»»
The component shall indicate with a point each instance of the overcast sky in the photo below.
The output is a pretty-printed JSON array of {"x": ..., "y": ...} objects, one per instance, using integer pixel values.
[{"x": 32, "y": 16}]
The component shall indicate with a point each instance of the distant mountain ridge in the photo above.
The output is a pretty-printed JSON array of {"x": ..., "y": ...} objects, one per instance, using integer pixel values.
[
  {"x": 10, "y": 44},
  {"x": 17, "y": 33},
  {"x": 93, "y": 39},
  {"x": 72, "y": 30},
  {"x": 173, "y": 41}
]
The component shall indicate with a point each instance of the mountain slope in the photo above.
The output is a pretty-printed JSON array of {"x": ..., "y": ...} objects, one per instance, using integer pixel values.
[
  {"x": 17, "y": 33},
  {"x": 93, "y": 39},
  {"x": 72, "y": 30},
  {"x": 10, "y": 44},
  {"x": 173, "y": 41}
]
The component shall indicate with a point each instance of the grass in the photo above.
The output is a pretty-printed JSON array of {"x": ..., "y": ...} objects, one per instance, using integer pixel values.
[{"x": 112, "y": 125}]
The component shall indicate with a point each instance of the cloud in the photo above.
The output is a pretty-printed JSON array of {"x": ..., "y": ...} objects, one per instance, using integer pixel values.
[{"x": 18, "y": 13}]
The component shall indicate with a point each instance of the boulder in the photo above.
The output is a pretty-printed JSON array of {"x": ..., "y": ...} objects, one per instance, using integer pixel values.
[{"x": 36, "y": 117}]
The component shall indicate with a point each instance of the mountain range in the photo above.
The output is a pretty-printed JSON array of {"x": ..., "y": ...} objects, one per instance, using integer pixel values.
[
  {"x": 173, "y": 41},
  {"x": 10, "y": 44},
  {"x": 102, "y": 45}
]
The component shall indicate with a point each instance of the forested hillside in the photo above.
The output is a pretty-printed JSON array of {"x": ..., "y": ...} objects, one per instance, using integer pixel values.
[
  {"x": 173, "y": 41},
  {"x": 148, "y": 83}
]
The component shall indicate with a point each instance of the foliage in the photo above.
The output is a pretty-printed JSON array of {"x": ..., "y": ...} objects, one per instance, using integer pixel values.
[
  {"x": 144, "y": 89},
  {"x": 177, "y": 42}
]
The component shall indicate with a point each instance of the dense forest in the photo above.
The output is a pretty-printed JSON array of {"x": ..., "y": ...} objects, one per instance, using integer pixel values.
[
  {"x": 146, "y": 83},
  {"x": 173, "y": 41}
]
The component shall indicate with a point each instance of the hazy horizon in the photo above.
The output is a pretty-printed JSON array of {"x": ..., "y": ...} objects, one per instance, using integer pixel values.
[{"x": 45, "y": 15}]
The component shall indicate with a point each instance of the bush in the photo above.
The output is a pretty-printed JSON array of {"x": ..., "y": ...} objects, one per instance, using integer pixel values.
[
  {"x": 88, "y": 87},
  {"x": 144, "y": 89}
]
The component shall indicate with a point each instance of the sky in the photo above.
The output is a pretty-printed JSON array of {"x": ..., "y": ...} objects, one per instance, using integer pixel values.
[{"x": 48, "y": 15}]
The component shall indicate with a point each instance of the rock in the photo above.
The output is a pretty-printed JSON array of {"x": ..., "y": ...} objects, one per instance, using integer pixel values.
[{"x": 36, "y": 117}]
««
# TASK
Output the entries exactly.

# THE RESULT
The component shall indicate with a point each instance of the overcast sky in the photo below.
The output is a pretty-printed JSON array of {"x": ..., "y": ...} objects, one per instance, using integer pixel values.
[{"x": 32, "y": 16}]
The component shall indicate with a point each instance of the distant mountain ridge in the photo above.
The output is a pretty-printed JSON array of {"x": ..., "y": ...} objects, one per instance, using integer pixel values.
[
  {"x": 10, "y": 44},
  {"x": 17, "y": 33},
  {"x": 93, "y": 39},
  {"x": 72, "y": 30},
  {"x": 173, "y": 41}
]
The component shall indicate with a point each instance of the mountain slope in the photo above.
The output is a pretty-printed JSON array of {"x": ..., "y": ...} objects, one per instance, using integer pixel values.
[
  {"x": 17, "y": 33},
  {"x": 93, "y": 39},
  {"x": 72, "y": 30},
  {"x": 10, "y": 44},
  {"x": 173, "y": 41}
]
The component shall indicate with a point each instance of the grass in the photo above.
The output is a pretty-printed JSON array of {"x": ..., "y": ...} objects, one per instance, using integer pixel values.
[{"x": 112, "y": 125}]
The component shall indicate with a point each instance of the cloud in the photo above.
The output is a pretty-printed JSON array of {"x": ..., "y": ...} objects, one per instance, using integer pixel values.
[{"x": 18, "y": 13}]
The component shall indicate with a point each instance of the boulder in the photo above.
The output is a pretty-printed JSON array of {"x": ..., "y": ...} objects, one per instance, using integer pixel values.
[{"x": 36, "y": 117}]
The component shall indicate with a point each instance of the mountain range in the photo above.
The output is a pretty-printed JSON array of {"x": ..., "y": ...} objects, one per instance, using integer pixel values.
[
  {"x": 173, "y": 41},
  {"x": 10, "y": 44},
  {"x": 102, "y": 45}
]
The component shall indicate with a point each instance of the forested hillside in the photo above.
The output is a pretty-printed JSON array of {"x": ..., "y": ...} objects, one per instance, using integer pixel values.
[
  {"x": 173, "y": 41},
  {"x": 148, "y": 83}
]
The component shall indicate with a point each instance of the foliage in the photo above.
The output is a pretty-printed JSON array of {"x": ..., "y": ...} objects, one per instance, using integer pixel values.
[
  {"x": 144, "y": 89},
  {"x": 177, "y": 42}
]
The component shall indicate with a point each instance of the dense forest in the photo above.
The output is a pretty-printed JSON array of {"x": ..., "y": ...} objects, one per instance, using integer pixel values.
[
  {"x": 146, "y": 83},
  {"x": 173, "y": 41}
]
The component shall indicate with a point each instance of the hazy horizon in the photo above.
The output is a pretty-printed JSON array of {"x": ..., "y": ...} objects, one per instance, using integer pixel values.
[{"x": 45, "y": 15}]
The component shall indicate with a point each instance of the bush in the photo above.
The output is a pretty-printed JSON array of {"x": ..., "y": ...} objects, one per instance, using integer pixel values.
[
  {"x": 88, "y": 87},
  {"x": 144, "y": 89}
]
The component shall indicate with a point each instance of the sky in the photo above.
The output is a pretty-printed JSON array of {"x": ..., "y": ...} objects, one per instance, using integer pixel values.
[{"x": 48, "y": 15}]
The component shall indicate with a point each instance of the rock in the photo above.
The output is a pretty-printed JSON array of {"x": ..., "y": ...} objects, one per instance, using integer pixel values.
[{"x": 36, "y": 117}]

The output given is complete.